Work order: Copy out every line of the data that has the word "slope" somewhere in it.

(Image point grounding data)
_____

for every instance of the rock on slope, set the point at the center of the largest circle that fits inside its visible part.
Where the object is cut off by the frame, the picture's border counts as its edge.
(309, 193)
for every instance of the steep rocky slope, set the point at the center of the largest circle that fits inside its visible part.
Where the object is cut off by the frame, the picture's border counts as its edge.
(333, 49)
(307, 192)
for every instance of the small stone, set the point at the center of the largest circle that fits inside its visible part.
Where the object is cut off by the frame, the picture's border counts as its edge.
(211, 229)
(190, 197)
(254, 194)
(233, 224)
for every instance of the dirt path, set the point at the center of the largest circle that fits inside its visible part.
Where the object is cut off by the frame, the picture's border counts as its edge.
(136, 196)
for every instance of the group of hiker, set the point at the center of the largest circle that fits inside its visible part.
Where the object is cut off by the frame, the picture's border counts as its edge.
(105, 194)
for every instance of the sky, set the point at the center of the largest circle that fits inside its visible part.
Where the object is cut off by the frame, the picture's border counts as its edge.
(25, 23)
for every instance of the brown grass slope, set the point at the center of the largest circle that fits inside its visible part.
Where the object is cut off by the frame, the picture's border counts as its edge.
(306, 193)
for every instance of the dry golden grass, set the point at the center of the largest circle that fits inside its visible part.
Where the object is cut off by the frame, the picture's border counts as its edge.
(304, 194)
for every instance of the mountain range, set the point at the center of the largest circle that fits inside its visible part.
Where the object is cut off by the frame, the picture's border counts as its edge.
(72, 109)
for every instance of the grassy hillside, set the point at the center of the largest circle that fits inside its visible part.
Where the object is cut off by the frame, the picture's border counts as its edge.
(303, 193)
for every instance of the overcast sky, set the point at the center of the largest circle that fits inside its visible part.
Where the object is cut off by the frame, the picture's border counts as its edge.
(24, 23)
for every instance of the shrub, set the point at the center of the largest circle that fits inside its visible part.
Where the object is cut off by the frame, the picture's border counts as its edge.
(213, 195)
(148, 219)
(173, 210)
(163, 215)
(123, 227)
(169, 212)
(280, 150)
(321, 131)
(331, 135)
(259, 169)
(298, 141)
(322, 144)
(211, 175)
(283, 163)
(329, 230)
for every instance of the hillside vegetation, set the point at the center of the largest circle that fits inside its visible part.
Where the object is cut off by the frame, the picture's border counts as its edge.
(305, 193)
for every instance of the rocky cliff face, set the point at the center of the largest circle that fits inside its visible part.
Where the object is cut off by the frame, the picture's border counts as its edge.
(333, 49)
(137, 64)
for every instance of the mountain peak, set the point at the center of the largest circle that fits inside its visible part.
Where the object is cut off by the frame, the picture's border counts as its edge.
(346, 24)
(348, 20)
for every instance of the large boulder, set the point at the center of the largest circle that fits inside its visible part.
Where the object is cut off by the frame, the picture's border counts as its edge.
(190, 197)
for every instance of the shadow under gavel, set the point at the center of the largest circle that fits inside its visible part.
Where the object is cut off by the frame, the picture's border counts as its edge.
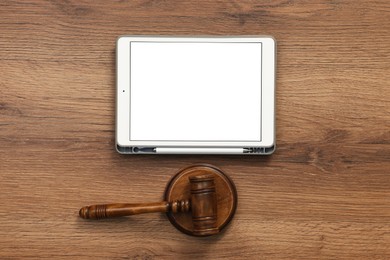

_____

Completed task:
for every instance of the rock on slope, set the point at the center of the largest circle that fits inside its visible part.
for every instance of the steep rocky slope, set the point at the center of the largest circle that fits inside its visible part.
for every instance of the brown grass slope, set the point at the center of the largest circle that fits inside its visible part.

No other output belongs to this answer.